Uphyrkina, O., W.E. Johnson, H. Quigley, D. Miquelle, L. Marker, M. Bush and S.J. O’Brien. 2001. Phylogenetics, genome diversity and origin of modern leopard, Panthera pardus. Molecular Ecology 10:2617–2633. (pdf)

9 Comments

  1. Posted May 23, 2013 at 3:36 pm | Permalink

    It would be very easy to mistrake that cat for one of its jaguar cousins on the other side of the globe.

    Has any research been done in coat patterns to determine if this is a case of common ancestry or convergent evolution? Either way, it’s pretty obvious that there must be some sort of evolutionary benefit to that type of marking.

    It’d also be interesting to compare the cats in other ways — behavior and so forth.

    b&

    • Posted May 23, 2013 at 7:08 pm | Permalink

      See these previous posts for discussion of coat patterns in cats: a general one, and one on jaguars.

      GCM

      • Posted May 24, 2013 at 7:45 am | Permalink

        Thanks for that.

◆ **Record set**:

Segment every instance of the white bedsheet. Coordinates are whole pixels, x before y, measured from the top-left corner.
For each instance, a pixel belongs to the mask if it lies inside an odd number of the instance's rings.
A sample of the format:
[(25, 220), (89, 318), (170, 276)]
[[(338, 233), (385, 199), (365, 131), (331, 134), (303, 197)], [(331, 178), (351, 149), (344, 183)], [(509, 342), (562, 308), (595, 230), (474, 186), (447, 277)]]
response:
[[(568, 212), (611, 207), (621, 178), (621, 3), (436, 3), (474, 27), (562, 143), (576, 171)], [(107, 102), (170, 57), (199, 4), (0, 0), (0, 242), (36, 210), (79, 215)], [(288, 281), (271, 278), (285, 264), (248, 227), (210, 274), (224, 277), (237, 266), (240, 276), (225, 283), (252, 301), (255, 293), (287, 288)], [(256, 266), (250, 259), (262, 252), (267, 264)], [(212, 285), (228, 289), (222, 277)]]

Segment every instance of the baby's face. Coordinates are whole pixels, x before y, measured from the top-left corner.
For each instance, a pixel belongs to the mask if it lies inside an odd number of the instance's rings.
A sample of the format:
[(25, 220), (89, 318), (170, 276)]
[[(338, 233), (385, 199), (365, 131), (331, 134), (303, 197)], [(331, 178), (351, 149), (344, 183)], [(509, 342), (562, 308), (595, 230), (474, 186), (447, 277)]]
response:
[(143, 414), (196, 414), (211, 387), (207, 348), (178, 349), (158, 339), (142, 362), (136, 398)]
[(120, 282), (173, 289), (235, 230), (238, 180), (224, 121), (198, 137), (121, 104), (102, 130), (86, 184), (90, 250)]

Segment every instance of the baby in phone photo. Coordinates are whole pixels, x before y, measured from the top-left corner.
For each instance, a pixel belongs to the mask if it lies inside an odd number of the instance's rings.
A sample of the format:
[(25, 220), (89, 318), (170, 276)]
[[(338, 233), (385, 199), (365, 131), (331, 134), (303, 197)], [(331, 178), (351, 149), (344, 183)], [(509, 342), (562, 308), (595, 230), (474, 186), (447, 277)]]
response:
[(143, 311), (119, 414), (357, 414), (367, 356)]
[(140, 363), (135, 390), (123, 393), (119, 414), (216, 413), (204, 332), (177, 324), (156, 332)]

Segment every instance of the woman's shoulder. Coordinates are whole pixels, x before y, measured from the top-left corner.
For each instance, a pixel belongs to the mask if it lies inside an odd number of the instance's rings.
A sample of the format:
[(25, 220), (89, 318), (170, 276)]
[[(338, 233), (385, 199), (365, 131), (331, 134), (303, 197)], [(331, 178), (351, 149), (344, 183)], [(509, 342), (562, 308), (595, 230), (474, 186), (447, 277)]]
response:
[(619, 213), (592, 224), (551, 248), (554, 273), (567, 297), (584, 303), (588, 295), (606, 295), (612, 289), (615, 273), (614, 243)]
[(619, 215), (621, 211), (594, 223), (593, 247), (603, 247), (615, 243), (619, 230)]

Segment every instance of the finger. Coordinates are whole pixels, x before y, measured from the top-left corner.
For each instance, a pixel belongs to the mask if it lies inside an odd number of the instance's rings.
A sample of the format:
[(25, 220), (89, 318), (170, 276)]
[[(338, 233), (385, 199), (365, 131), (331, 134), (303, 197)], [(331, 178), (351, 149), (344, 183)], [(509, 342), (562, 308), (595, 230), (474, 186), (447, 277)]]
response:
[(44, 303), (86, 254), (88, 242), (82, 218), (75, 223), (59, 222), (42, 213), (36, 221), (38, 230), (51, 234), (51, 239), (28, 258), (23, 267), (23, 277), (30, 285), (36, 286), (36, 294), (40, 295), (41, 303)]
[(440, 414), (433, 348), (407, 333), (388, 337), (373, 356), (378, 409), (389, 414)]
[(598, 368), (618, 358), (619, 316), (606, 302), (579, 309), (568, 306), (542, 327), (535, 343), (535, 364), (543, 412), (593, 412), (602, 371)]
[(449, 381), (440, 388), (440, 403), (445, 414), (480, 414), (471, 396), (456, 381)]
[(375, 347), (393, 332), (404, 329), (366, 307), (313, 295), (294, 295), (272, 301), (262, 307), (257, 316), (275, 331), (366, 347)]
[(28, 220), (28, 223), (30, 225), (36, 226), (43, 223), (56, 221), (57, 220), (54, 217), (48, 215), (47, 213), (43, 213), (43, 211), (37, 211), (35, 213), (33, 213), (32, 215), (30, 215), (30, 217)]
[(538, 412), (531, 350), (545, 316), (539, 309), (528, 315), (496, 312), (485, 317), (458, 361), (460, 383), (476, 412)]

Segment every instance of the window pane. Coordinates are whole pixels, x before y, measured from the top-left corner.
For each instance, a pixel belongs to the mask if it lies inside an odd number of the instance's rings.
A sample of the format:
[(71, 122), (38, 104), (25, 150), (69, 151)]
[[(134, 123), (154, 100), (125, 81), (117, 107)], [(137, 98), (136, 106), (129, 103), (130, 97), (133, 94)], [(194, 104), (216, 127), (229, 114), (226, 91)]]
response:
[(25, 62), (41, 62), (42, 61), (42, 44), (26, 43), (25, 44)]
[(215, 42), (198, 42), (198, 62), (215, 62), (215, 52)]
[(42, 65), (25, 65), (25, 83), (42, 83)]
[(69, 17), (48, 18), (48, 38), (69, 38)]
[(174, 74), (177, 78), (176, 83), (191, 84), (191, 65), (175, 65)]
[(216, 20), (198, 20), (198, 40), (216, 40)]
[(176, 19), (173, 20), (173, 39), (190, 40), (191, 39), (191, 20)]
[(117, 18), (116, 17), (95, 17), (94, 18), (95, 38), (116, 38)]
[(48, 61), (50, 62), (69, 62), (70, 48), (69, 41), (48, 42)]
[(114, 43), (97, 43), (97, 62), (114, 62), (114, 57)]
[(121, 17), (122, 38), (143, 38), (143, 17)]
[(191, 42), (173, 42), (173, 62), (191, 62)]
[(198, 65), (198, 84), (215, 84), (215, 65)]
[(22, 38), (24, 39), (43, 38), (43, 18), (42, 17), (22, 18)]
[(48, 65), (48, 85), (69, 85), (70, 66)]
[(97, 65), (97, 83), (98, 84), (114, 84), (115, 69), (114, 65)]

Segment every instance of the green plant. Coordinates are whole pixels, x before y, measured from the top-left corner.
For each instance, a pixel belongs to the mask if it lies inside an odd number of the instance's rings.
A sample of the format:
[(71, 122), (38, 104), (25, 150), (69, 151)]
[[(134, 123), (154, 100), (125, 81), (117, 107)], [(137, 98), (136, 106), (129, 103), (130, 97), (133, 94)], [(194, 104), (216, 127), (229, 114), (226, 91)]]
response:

◆ **Brief 1**:
Write out the part of the leopard comment thread starting at "1. Posted May" and ending at "of the globe.".
◆ **Brief 2**:
Pick up the leopard comment thread after its final line and keep it going.

◆ **Reply 1**:
1. Posted May 23, 2013 at 3:36 pm | Permalink

    It would be very easy to mistrake that cat for one of its jaguar cousins on the other side of the globe.

◆ **Reply 2**:
        I did a bit of poking around on timetree.org…and couldn’t find any pattern. But it was interesting to note that the LCA between jaguars and (leopards, tigers, lions) is all in the ~3MYA range…while the LCA between mountain lions (the only other big cat whose range intersects with the jaguar) and jaguars is ~12MYA. I think the jaguar might actually be more closely related to the cheetah than the puma…be nice to see it laid out in a family tree….

        b&

        • John Scanlon, FCD
          Posted May 24, 2013 at 8:18 am | Permalink

          Hey Ben,
          I looked up cat molecular phylogeny a few months ago for a comment on the Manul post, part of the summary being:

          “the molecular phylogeny puts Otocolobus as the sister group to Prionailurus, together comprising the ‘Leopard Cat Lineage’ as the immediate sister group to Felis in the strict sense, the ‘Domestic Cat Lineage’.

          “Successively more basal within Felidae (less closely related to Felis) are Puma + Acinonyx (Puma/Cheetah), Lynx (Lynxes/Bobcat), Leopardus (Ocelot and friends), Caracal (incl. Serval), Pardofelis (Bay Cat Lineage, Asian), and the most basal clade of all comprising Neofelis (Clouded Leopard) and Panthera (‘Great Roaring Cats’).”

          I can send a copy of the paper if you like (trumpet address?)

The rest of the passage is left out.